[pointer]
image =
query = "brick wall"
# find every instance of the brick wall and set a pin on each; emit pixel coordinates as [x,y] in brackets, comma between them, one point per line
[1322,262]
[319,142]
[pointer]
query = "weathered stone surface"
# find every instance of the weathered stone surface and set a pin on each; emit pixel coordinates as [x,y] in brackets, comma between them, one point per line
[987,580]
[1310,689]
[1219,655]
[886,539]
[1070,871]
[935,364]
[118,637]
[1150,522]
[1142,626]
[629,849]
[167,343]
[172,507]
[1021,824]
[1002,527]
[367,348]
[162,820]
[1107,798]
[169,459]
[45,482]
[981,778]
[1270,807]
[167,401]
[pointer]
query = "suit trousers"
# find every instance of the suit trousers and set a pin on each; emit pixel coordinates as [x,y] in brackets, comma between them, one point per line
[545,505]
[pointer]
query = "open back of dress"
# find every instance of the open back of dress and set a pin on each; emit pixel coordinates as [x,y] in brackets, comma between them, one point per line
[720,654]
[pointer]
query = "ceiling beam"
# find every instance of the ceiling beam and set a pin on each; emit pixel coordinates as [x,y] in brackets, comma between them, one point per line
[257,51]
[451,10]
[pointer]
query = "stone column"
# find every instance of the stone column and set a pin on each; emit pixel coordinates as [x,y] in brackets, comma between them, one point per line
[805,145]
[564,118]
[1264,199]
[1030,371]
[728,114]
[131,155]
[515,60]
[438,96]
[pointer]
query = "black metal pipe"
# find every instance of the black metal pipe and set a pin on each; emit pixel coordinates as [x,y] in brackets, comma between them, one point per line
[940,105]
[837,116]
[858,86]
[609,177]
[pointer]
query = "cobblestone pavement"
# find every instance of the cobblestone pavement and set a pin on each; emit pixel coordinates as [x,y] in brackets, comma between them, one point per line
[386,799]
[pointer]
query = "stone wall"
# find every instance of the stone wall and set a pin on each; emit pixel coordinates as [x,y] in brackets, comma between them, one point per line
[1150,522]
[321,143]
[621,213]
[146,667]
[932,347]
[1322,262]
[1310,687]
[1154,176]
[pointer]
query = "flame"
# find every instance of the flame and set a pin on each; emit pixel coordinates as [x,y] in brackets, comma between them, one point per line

---

= INSTRUCTION =
Each line of the material above must be retyped precisely.

= THE REPLY =
[pointer]
image =
query = "brick wall"
# find every instance of the brick wall and set a pin on each; emit pixel coordinates as [x,y] in brackets, comma between them, one point per line
[1322,262]
[319,142]
[pointer]
query = "weathered stone surface"
# find every instance of the weathered stone surface and set a pin on each; emit pixel coordinates as [x,y] in brackets, comma between them, one point per line
[987,580]
[1310,689]
[1219,655]
[886,539]
[1070,871]
[935,364]
[118,637]
[1150,522]
[1142,626]
[629,849]
[167,343]
[172,507]
[1021,824]
[1002,527]
[367,348]
[162,820]
[1107,798]
[169,459]
[45,482]
[981,778]
[1270,807]
[167,401]
[pointer]
query = "suit trousers"
# find every instance of the suit trousers and set a pin on each; emit pixel coordinates as [x,y] in brackets, comma between them, one point per line
[545,505]
[pointer]
query = "open back of dress"
# find every instance of the open back of dress and set a pin on each; emit pixel coordinates as [x,y] in brackets, comma between them, one point per line
[720,654]
[pointer]
query = "ceiling beam"
# find every instance of the ceiling beam and set a pin on each; emit pixel coordinates as [x,y] in brackets, comma between them, one point per line
[257,51]
[451,10]
[pointer]
query = "stone column"
# find every instance of the stone column and set a pin on each; emit pixel coordinates as [x,y] in brackets, comma between them, one point per line
[805,145]
[564,118]
[1264,199]
[1030,371]
[728,114]
[131,155]
[515,60]
[438,96]
[pointer]
query = "black metal pipe"
# find every instance of the black metal pipe and set a pin on each; emit pixel coordinates as [x,y] in brackets, comma between them, one point per line
[940,105]
[837,116]
[858,86]
[609,177]
[pointer]
query = "cobblestone pavement"
# find every instance of the cobblestone pavement and set a pin on each; emit pixel coordinates as [x,y] in brackets, comma between them, one point per line
[386,799]
[pointer]
query = "stone wall"
# find every instance of the stone wall and set a pin on each; emit pixel coordinates as [x,y] in brackets, comma between them, one point per line
[1150,522]
[321,143]
[621,213]
[146,667]
[932,347]
[1322,262]
[1310,687]
[1154,176]
[pointer]
query = "flame"
# find every instance of the flame and set a pin on each; emit pixel coordinates as [x,y] in brackets, comma between them, one point per line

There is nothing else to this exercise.